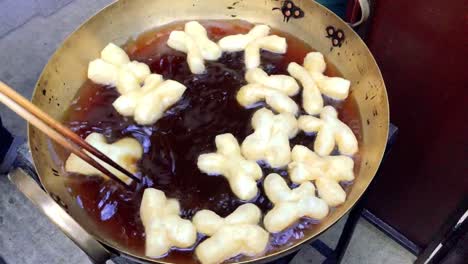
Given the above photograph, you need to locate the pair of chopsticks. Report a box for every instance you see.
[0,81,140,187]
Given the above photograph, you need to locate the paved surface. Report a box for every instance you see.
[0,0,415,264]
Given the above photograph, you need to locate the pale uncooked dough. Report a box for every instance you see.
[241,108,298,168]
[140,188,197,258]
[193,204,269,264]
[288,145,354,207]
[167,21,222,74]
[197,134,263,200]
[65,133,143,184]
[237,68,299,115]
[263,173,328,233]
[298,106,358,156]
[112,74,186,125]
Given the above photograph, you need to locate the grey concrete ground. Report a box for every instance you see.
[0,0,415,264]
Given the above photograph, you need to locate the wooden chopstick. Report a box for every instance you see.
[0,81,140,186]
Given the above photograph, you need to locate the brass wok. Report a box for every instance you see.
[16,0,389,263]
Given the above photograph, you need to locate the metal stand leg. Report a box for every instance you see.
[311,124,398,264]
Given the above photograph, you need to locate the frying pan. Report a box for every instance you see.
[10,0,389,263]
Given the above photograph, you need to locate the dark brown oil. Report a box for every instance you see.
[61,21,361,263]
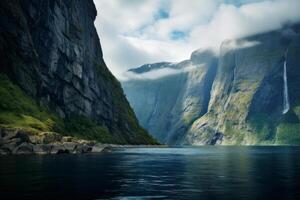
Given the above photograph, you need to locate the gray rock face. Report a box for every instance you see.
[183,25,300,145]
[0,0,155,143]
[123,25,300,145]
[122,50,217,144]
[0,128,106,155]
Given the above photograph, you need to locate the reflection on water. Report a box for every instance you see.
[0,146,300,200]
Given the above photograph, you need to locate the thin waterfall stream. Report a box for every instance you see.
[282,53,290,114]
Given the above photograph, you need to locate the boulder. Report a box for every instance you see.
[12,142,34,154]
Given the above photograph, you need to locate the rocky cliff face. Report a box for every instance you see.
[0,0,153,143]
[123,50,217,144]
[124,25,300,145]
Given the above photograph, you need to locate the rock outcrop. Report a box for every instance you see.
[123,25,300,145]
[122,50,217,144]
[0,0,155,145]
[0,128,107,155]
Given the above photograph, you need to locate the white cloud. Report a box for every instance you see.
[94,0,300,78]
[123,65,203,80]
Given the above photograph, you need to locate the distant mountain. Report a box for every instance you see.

TO DO:
Rewrite every line from the one containing "Given the above photograph, you need to locate the rocky" down to the one containing "[124,25,300,145]", requests included, and shift each bounding-box coordinate in those lines by -101.

THE REPLY:
Given the above photograph, you need to locate the rocky cliff face. Report a box for every instance you see.
[-101,-101,52,42]
[22,-51,116,43]
[23,-76,199,44]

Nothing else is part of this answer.